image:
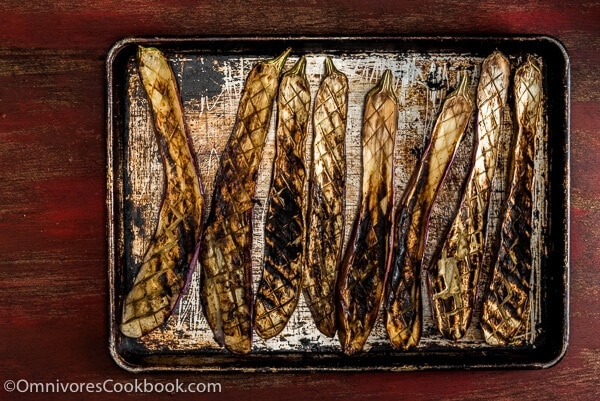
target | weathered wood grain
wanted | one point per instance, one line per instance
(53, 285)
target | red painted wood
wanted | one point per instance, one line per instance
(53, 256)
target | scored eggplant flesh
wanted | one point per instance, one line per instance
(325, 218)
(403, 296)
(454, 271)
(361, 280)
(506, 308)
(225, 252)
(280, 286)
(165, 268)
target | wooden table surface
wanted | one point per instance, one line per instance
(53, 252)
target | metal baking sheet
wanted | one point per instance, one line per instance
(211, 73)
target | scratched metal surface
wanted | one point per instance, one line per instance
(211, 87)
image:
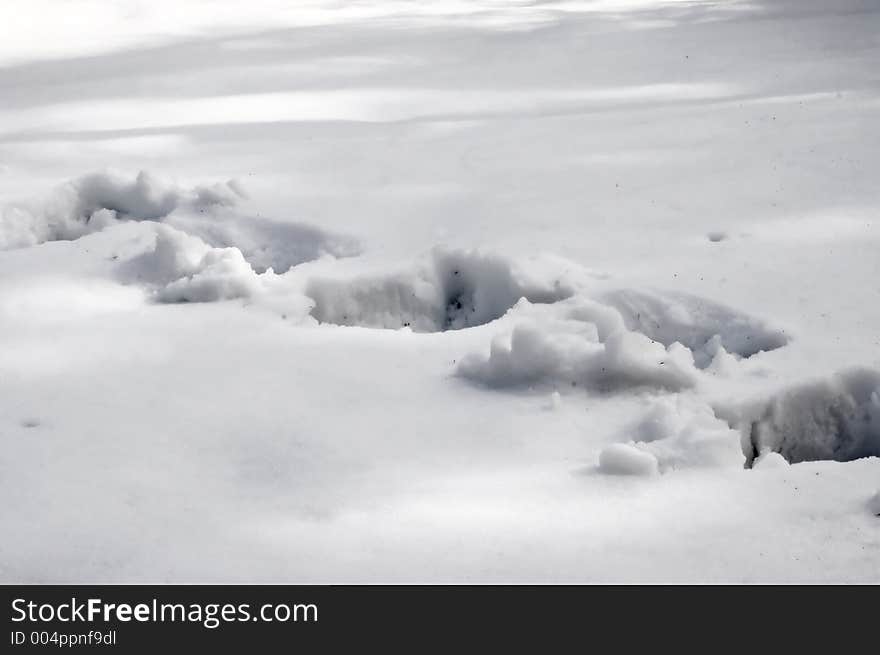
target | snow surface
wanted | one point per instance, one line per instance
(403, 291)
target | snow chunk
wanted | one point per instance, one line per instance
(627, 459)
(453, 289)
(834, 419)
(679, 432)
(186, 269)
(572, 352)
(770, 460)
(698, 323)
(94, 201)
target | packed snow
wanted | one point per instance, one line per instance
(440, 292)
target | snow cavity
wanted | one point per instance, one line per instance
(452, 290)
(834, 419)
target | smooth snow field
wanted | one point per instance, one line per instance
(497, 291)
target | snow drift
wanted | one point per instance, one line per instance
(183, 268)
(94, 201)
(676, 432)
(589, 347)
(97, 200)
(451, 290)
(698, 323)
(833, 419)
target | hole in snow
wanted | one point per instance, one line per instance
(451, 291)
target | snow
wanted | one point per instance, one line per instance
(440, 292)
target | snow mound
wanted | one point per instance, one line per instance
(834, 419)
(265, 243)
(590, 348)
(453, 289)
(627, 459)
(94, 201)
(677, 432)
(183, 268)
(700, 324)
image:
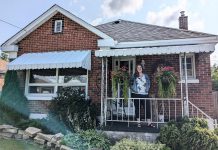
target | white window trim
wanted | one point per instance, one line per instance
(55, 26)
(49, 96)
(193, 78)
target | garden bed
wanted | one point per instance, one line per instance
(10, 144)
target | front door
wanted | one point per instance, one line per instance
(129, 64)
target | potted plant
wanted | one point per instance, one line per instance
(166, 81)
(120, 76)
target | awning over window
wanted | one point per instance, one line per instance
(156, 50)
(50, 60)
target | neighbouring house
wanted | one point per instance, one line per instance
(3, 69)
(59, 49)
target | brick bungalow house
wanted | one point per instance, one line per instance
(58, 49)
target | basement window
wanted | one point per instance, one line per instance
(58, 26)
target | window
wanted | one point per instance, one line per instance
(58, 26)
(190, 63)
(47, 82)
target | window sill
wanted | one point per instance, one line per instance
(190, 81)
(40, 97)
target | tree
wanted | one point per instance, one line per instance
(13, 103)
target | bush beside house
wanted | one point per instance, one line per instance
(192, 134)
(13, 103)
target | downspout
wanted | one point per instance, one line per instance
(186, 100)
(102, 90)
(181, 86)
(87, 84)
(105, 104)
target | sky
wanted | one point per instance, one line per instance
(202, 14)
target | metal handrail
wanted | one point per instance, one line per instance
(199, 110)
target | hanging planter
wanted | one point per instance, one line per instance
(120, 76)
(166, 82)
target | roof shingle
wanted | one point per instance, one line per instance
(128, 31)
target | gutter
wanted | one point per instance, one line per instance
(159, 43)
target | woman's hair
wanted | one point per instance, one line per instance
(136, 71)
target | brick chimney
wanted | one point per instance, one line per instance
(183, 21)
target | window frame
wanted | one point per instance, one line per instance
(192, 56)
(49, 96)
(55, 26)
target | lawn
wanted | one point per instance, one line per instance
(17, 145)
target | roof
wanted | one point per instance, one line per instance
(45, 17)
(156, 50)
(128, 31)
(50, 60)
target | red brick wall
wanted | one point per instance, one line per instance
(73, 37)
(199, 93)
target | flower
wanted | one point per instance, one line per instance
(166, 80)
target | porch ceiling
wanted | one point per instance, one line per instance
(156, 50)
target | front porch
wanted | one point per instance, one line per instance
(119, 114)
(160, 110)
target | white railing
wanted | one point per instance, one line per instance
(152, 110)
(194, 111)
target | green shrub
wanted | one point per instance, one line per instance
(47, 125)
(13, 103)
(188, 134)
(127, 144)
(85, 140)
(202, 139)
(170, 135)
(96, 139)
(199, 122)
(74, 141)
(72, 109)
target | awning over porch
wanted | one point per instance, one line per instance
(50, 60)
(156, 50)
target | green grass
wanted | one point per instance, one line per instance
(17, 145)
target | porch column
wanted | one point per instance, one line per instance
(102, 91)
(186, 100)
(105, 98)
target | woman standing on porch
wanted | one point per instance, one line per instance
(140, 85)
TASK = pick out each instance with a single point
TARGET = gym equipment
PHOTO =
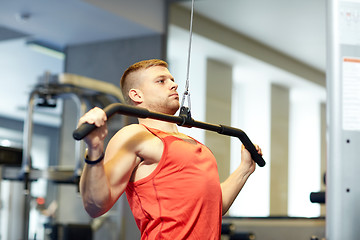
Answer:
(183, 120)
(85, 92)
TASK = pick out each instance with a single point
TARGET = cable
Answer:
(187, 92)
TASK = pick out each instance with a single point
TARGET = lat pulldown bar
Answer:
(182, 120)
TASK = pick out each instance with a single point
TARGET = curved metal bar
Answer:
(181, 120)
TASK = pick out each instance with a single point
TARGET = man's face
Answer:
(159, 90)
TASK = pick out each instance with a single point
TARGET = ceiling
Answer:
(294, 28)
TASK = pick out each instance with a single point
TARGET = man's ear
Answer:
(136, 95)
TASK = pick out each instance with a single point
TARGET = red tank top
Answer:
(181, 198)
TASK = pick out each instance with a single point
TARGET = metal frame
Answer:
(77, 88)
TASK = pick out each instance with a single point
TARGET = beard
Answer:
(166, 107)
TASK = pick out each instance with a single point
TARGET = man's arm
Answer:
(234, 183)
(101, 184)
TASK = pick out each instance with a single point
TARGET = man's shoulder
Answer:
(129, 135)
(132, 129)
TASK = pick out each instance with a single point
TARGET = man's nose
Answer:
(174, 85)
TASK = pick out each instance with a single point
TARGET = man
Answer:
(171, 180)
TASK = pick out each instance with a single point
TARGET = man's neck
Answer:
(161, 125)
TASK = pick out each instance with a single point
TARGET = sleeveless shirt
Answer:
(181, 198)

::::::

* **WORK REQUEST**: Without any of the pictures, set the entries down again exactly as written.

* **COMPLETED TASK**:
image:
target | weathered wood grain
wanted | one point per instance, one line per instance
(53, 285)
target | red painted wood
wanted | one point per instance, one line per instance
(53, 256)
target | scored eggplant flesh
wanted | one point per instance, one line per instance
(325, 218)
(403, 296)
(454, 271)
(361, 280)
(506, 308)
(225, 252)
(280, 286)
(165, 268)
target | wooden table surface
wanted | one point per instance, one line per instance
(53, 252)
target | metal baking sheet
wanted | one point per instance, one line per instance
(211, 73)
target | scratched metal surface
wanted | one point per instance, one line per instance
(211, 87)
image:
target | snow surface
wanted | one point per instance, one line per instance
(403, 291)
target | snow chunk
wanted | one point per instance, one line per instance
(627, 459)
(453, 289)
(834, 419)
(679, 432)
(186, 269)
(572, 352)
(770, 460)
(698, 323)
(94, 201)
target | packed snow
wanted | one point per instance, one line per instance
(440, 292)
target | snow cavity
wanted | one point per instance, one line per instance
(452, 290)
(834, 419)
target | smooth snow field
wanted | one point per instance, one line per instance
(497, 291)
target | snow drift
wanted | one point per instance, one line per instance
(183, 268)
(94, 201)
(676, 432)
(589, 347)
(97, 200)
(451, 290)
(698, 323)
(833, 419)
target | hole in snow
wanted | one point per instance, one line per instance
(451, 291)
target | snow
wanted | one point per instance, one line per instance
(440, 292)
target | snow mound
wanted | one point per instance, one line per instance
(834, 419)
(265, 243)
(590, 348)
(453, 289)
(627, 459)
(94, 201)
(677, 432)
(183, 268)
(700, 324)
image:
target | white window trim
wanted | one point per instance, one line per instance
(55, 26)
(49, 96)
(193, 78)
target | garden bed
wanted | one point per instance, one line per instance
(10, 144)
target | front door
wanted | one point per instance, one line per instance
(129, 64)
target | potted plant
wanted | one point per instance, one line per instance
(166, 81)
(120, 76)
target | awning over window
wanted | one point per instance, one line per instance
(156, 50)
(50, 60)
target | neighbouring house
wanted | one point per instance, one line per instance
(3, 69)
(59, 49)
target | brick bungalow house
wanted | one point per instance, one line per instance
(58, 49)
target | basement window
wanted | one point per instance, one line per instance
(58, 26)
target | window
wanted | one point per instance, one line per instance
(58, 26)
(190, 63)
(47, 82)
target | window sill
wanted | one point per instance, one line per instance
(190, 81)
(40, 97)
target | tree
wanted | one point per instance, one line per instance
(13, 103)
target | bush beside house
wanted | one point per instance, one line per instance
(192, 134)
(13, 103)
target | downspout
wanted | one point per instance, one line per instance
(186, 100)
(102, 90)
(181, 86)
(87, 84)
(105, 104)
target | sky
wanted | one point per instance, one line per instance
(202, 14)
target | metal handrail
wanted | one point per instance, one line per instance
(199, 110)
target | hanging planter
wanted | one point per instance, one line per instance
(120, 76)
(166, 82)
target | roof shingle
wanted | one point per instance, one line per instance
(128, 31)
target | gutter
wanted | one point per instance, one line per instance
(159, 43)
target | woman's hair
wanted | one point per instance, one line per instance
(136, 71)
target | brick chimney
wanted | one point per instance, one line per instance
(183, 21)
target | window frame
wanted | one point per instance, one line per instance
(192, 56)
(49, 96)
(55, 26)
target | lawn
wanted | one point per instance, one line per instance
(17, 145)
target | roof
wanted | one point per instance, one line per instance
(45, 17)
(156, 50)
(128, 31)
(50, 60)
target | red brick wall
wanted | one point per instance, one line per instance
(73, 37)
(199, 93)
target | flower
wanted | one point per instance, one line per instance
(166, 80)
target | porch ceiling
wanted | one point per instance, one line per instance
(156, 50)
target | front porch
wanted | one point per instance, one line per instance
(119, 114)
(160, 110)
target | white railing
wanted | one point per instance, one line per instance
(152, 110)
(194, 111)
target | green shrub
wanted | one point per instance, one line per instance
(47, 125)
(13, 103)
(188, 134)
(127, 144)
(85, 140)
(202, 139)
(170, 135)
(96, 139)
(199, 122)
(74, 141)
(72, 109)
target | awning over porch
wanted | one point per instance, one line per instance
(50, 60)
(156, 50)
target | green grass
wanted | one point per instance, one line per instance
(17, 145)
target | porch column
wanted | one point per instance, one line per instance
(102, 91)
(186, 100)
(105, 98)
target | woman standing on porch
wanted | one point per instance, one line per instance
(140, 85)
TASK = pick out each instance with a single point
TARGET = gym equipment
PHOTO =
Answer:
(183, 120)
(85, 92)
TASK = pick out each instance with a single point
TARGET = cable
Answer:
(187, 92)
TASK = pick out each instance with a single point
TARGET = lat pulldown bar
Answer:
(182, 120)
TASK = pick out each instance with a single point
TARGET = curved metal bar
Answer:
(181, 120)
TASK = pick out each instance with a single point
TARGET = man's face
Answer:
(159, 90)
TASK = pick out each instance with a single point
TARGET = ceiling
Answer:
(294, 28)
TASK = pick out each instance with a single point
TARGET = man's ear
Answer:
(136, 95)
TASK = pick out each instance with a single point
TARGET = red tank top
Answer:
(181, 198)
TASK = pick out each instance with a single point
TARGET = metal frame
Answer:
(77, 88)
TASK = pick out each instance with a single point
TARGET = beard
Answer:
(166, 107)
TASK = pick out each instance with a single point
TARGET = man's arm
Answer:
(234, 183)
(101, 184)
TASK = pick out each instance with a single point
TARGET = man's shoulder
Answer:
(129, 135)
(132, 129)
TASK = pick out each instance with a single point
TARGET = man's nose
Answer:
(174, 85)
TASK = pick out each instance with a single point
TARGET = man
Answer:
(171, 180)
TASK = pick out each instance with a single point
TARGET = man's neck
Answer:
(161, 125)
TASK = pick out each instance with a single point
TARGET = sleeveless shirt
Answer:
(181, 198)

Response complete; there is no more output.